WRITTEN PROBLEM 1> In the passage about Lyndon Johnson, what did he say was his major mistake as President?
WRITTEN PROBLEM 2> Please continue the passage about Lyndon Johnson, picking up after its last sentence.

GIVEN TEXT>
········
Late that night I dictated some recollections of our meeting; this was one of the handful of detailed dictations I made before I began keeping an almost daily dictated diary in November 1971.
Lyndon Johnson was such an intensely physical man that it is probably impossible for words to convey what being with him was like. I think this dictation gives at least some sense of the range of impressions and emotions a conversation with him might generate:
He seemed to have gotten considerably heavier, and I noted that when he got excited he breathed very hard and on the [geriatrics center] point even seemed to have tears in his eyes.
He reviewed in detail his attitude on Vietnam negotiations and his relations with the Russians. He again told me, as he had in California, that his major mistake as President was in “trusting the Russians” too much. He said that he thought that Eisenhower got along well with the Russians for the first six or seven years of his term due to the fact that “they feared Ike” because of what Dulles had threatened to do in Korea [use the A-Bomb]. He thought the reason Ike had difficulties in the last year was because some of the fear had been dissipated. He thought the same thing had happened to Kennedy when he tried to placate the Russians up until the time of the Cuban missile crisis. He thought that he had gone through the same experience during his years in office.
He recounted that Kosygin at Glassboro had indicated that the Russians would be willing to help out on Vietnam and had set out a proposition which Johnson said he would like to consider. Johnson suggested that they meet again in New York. When they met Johnson had studied the Kosygin proposition with Rusk and McNamara and made a counterproposal which Kosygin said was “different from his but in the ball park.” Johnson confidently expected that something would happen. Two weeks went by without result. Rusk called Dobrynin in and was stonewalled on the matter. Two weeks later Thompson [U.S. ambassador in Moscow] called on Gromyko and got a cold shoulder. Nothing at all came from this initiative.
He said at the time of the bombing halt Harriman told him “at least twelve times” that they had assurances from the North Vietnamese that if the bombing were halted, the “understanding” with regard to shelling cities would be carried out. He felt that the Russians had given a similar assurance along these lines.
He said that all the bombing pauses were a mistake and he had accomplished nothing. Each one of them was undertaken only because of some assurance that he received, either through Russian or other sources, that there would be a positive reaction from the other side. He said that he did not want to call a bombing halt late in the campaign unless he was absolutely convinced he had a “deal.” He knew he would be charged with having done it for political reasons.
········
Saved data entries
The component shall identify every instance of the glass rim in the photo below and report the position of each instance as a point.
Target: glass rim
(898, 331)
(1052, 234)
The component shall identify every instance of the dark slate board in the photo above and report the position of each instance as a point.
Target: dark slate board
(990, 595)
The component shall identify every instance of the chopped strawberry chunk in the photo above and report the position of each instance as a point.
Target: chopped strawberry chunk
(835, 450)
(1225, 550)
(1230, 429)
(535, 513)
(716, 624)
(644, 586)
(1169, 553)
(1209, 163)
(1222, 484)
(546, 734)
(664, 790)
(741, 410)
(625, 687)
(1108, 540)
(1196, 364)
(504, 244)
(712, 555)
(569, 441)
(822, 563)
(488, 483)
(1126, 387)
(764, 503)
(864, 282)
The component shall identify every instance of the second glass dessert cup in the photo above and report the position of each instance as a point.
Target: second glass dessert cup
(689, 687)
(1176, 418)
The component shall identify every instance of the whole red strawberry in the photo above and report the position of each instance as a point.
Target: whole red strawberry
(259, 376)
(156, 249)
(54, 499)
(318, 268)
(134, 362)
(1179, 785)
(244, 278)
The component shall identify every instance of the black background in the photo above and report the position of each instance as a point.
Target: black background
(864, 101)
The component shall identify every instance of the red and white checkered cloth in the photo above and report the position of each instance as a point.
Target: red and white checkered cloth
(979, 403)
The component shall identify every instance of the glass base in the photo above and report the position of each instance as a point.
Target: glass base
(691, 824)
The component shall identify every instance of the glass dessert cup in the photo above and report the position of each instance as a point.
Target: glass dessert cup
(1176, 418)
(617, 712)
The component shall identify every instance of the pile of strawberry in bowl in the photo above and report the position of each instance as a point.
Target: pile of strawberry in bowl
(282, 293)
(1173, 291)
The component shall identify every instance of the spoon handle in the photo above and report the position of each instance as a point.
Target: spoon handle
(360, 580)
········
FINAL ANSWER 1> He said his major mistake was trusting the Russians too much.

FINAL ANSWER 2>
He spoke with considerable bitterness about Look’s article on his brother. He told the story of one of his big financial supporters, who also had a brother who got into lots of trouble; [the man’s] mother insisted on his doing something for the brother and he finally gave him a job driving a truckload of dynamite across the state. “He stopped at a roadside stand, had a couple of beers, propositioned the waitress to marry him, and went off down the road, and then a tree moved in front of him.”
He spoke warmly of Agnew and said that he had a high opinion of him when he had been governor of Maryland. Agnew apparently had given him strong support on his foreign policy.
He felt that newspapermen are just naturally vicious and are not happy unless they are attacking somebody. He felt that he was free from such attacks during his first year in office only because Goldwater was his opponent and that as soon as Gold-water was out of the way it was inevitable that they would take him on. “The press just isn’t happy unless they are attacking who happens to be President” was his conclusion.
He gave me at least a twenty-minute monologue on the geriatric center, referring very movingly to his having determined to build such a center due to the fact that the mayor of his home town had spent the last years of his life in a rest home which was just like a “hawg pen” and that his mother also spent some time in such a place.
He told the story about his going on the ticket [in 1960] and said he did so because Sam Rayburn insisted that he had to stop Nixon since Nixon had “called him a traitor.” Johnson recalled that while I was Vice President, I had called him up to the rostrum in the Senate one day and shown him the speech which they were referring to. Johnson had shown it to Rayburn later, and Rayburn simply brushed it aside and said that I had said it another time. In any event Rayburn believed that was the case until he died.
As we were leaving he spoke very warmly of the courtesies we had extended him and to his girls and to Lady Bird.
THE FIRST YEAR
By the end of 1969, after almost a year in the White House, I felt that the administration was operating as an effective team.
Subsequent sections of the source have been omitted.